═════ Dataset entries

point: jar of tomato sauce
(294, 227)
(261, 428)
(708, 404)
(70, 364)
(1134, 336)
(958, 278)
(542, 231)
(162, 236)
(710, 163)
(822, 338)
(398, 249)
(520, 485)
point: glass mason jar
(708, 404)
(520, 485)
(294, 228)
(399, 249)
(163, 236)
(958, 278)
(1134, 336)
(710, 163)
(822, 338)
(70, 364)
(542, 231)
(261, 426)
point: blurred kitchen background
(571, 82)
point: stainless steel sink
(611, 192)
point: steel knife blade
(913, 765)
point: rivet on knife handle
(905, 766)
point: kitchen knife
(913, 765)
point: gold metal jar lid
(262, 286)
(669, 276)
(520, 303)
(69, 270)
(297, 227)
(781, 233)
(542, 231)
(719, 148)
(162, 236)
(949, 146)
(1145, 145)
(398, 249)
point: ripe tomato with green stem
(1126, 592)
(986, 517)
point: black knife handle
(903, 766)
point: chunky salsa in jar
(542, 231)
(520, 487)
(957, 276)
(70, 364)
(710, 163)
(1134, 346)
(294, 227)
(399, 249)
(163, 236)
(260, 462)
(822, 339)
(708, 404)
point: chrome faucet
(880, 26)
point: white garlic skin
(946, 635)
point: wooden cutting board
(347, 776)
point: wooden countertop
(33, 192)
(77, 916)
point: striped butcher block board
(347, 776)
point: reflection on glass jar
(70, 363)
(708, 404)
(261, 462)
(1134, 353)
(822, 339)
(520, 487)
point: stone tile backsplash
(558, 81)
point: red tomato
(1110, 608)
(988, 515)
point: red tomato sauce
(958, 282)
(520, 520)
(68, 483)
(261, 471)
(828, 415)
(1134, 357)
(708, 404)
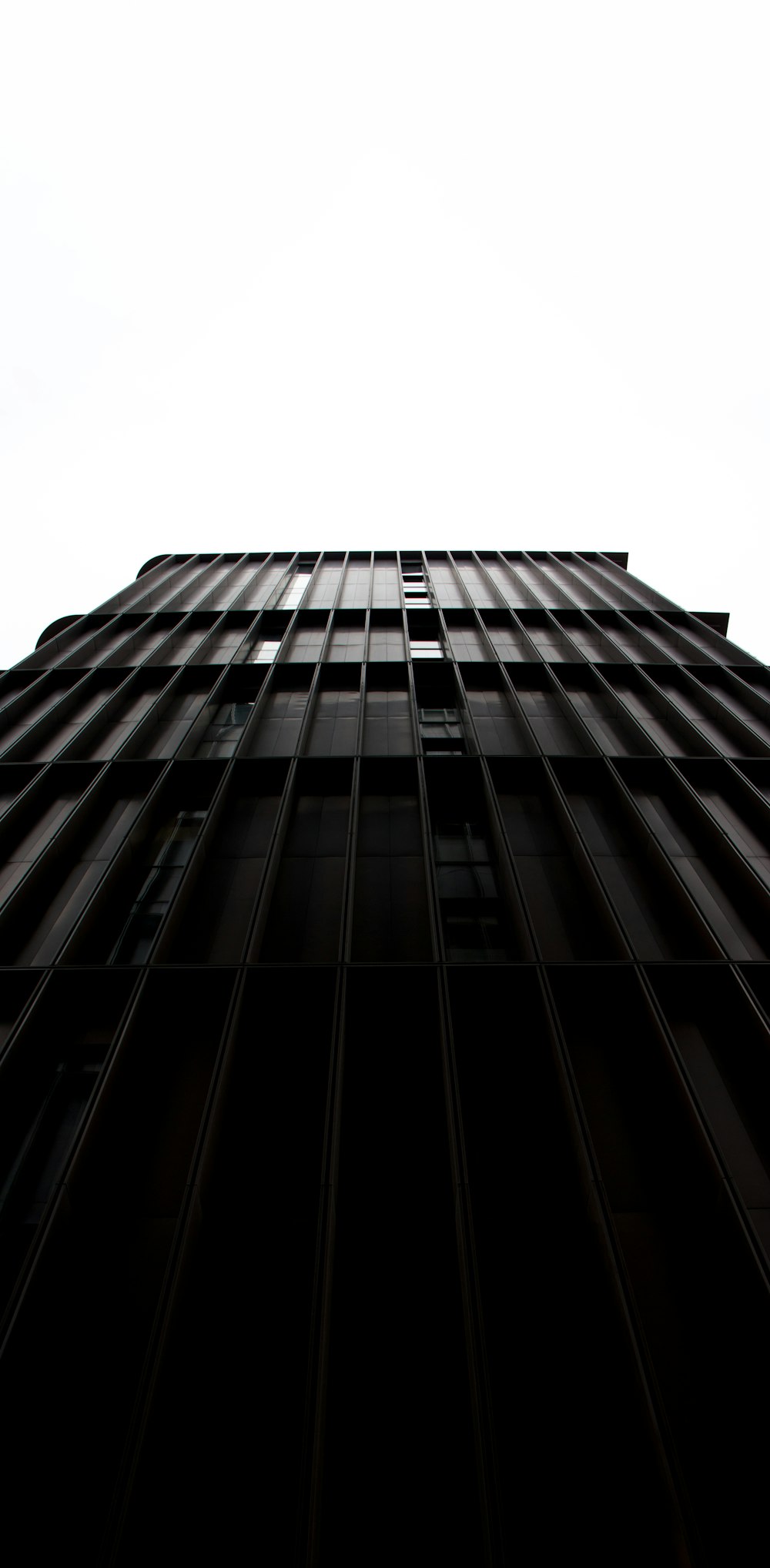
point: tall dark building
(385, 1075)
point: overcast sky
(352, 275)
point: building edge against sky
(385, 1061)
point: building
(385, 1082)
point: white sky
(352, 275)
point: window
(441, 731)
(469, 899)
(266, 651)
(295, 590)
(168, 858)
(414, 585)
(222, 736)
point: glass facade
(385, 1040)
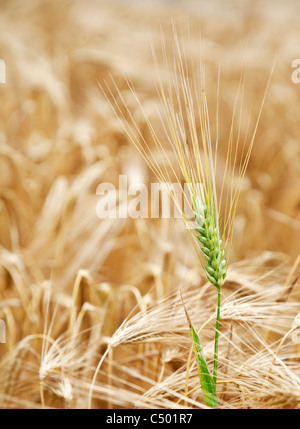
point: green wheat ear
(212, 246)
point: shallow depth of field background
(71, 284)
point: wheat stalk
(187, 127)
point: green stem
(217, 337)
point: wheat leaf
(207, 382)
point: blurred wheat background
(75, 289)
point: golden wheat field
(91, 308)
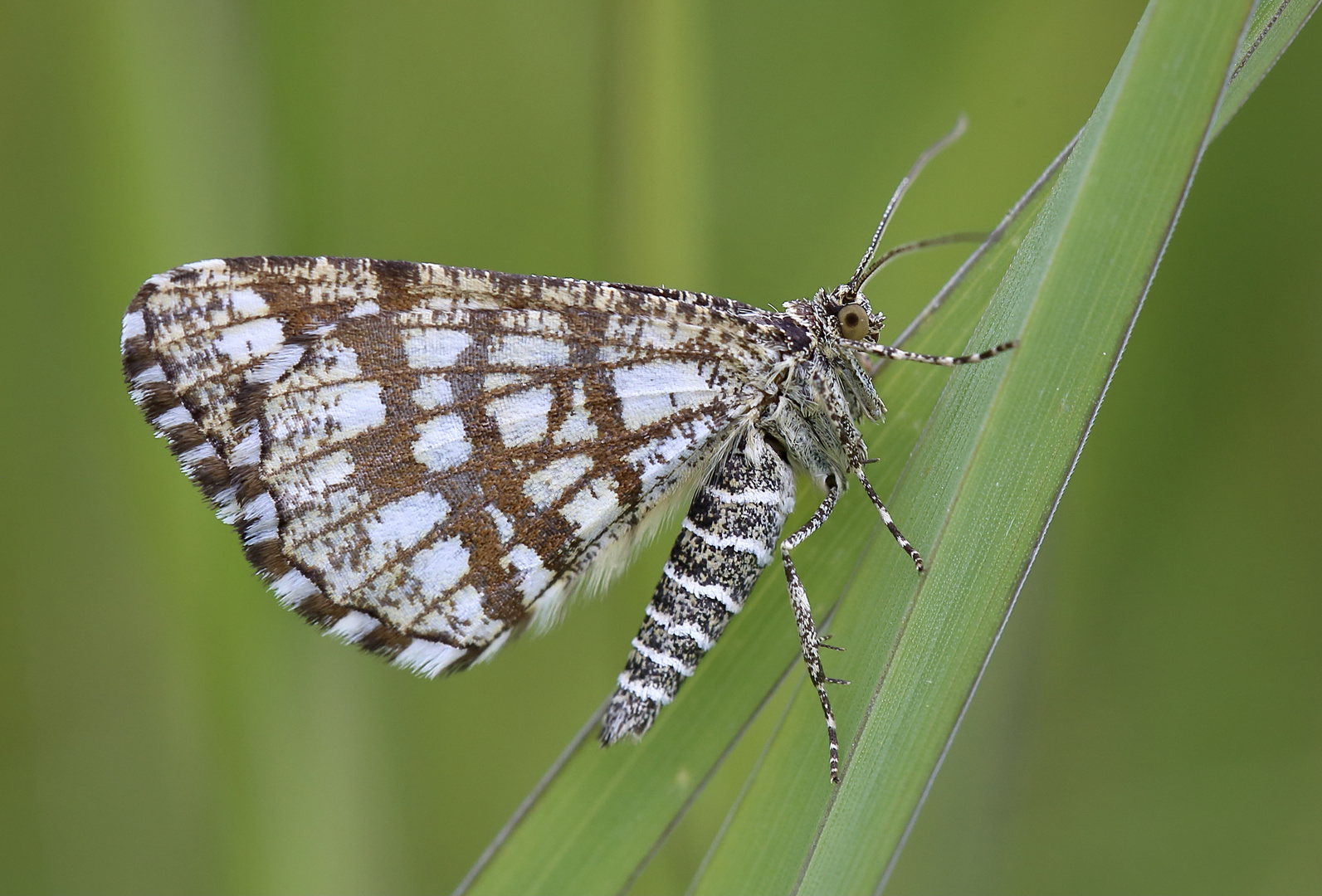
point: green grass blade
(980, 489)
(602, 815)
(1273, 27)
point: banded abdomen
(726, 541)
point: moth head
(851, 314)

══════════

Pictures in the records above are not copied; print everything else exactly.

point: jar of tomato sauce
(294, 227)
(261, 428)
(708, 404)
(70, 364)
(1134, 336)
(958, 278)
(542, 231)
(162, 236)
(710, 163)
(822, 338)
(398, 249)
(520, 485)
point: glass mason jar
(708, 404)
(520, 485)
(294, 228)
(399, 249)
(163, 236)
(958, 278)
(1134, 336)
(710, 163)
(822, 338)
(70, 364)
(542, 231)
(261, 426)
point: blurred kitchen background
(571, 82)
point: stainless steel sink
(611, 192)
point: steel knife blade
(913, 765)
point: rivet on knife handle
(905, 766)
point: kitchen knife
(913, 765)
point: gold metal jar lid
(262, 286)
(669, 276)
(520, 303)
(69, 270)
(297, 227)
(781, 233)
(542, 231)
(719, 148)
(162, 236)
(949, 146)
(1145, 145)
(398, 249)
point: ripe tomato with green stem
(1126, 592)
(986, 517)
point: black knife handle
(903, 766)
point: chunky salsa in jar
(542, 231)
(520, 487)
(957, 276)
(70, 364)
(710, 163)
(1134, 346)
(294, 227)
(399, 249)
(163, 236)
(260, 462)
(822, 339)
(708, 404)
point: chrome faucet
(880, 26)
point: white garlic skin
(946, 635)
point: wooden cutting board
(347, 776)
point: wooden countertop
(33, 192)
(77, 916)
point: striped butcher block board
(347, 776)
point: reflection on glass jar
(70, 363)
(708, 404)
(261, 462)
(1134, 353)
(822, 339)
(520, 487)
point: stone tile backsplash
(558, 81)
point: red tomato
(1110, 608)
(988, 515)
point: red tomato sauce
(958, 282)
(520, 520)
(68, 483)
(261, 471)
(828, 415)
(1134, 357)
(708, 404)
point: tall dark building
(385, 1075)
point: overcast sky
(352, 275)
point: building edge against sky
(385, 1061)
point: building
(385, 1082)
point: white sky
(352, 275)
point: window
(441, 731)
(469, 899)
(266, 651)
(295, 590)
(168, 858)
(414, 585)
(222, 736)
point: glass facade
(385, 1040)
point: green wheat ear
(212, 246)
point: shallow depth of field background
(71, 284)
point: wheat stalk
(187, 127)
point: green stem
(217, 337)
point: wheat leaf
(207, 382)
point: blurred wheat background
(75, 289)
point: golden wheat field
(91, 308)
point: green grass blade
(980, 489)
(602, 815)
(1273, 27)
point: banded abdomen
(726, 541)
point: moth head
(851, 314)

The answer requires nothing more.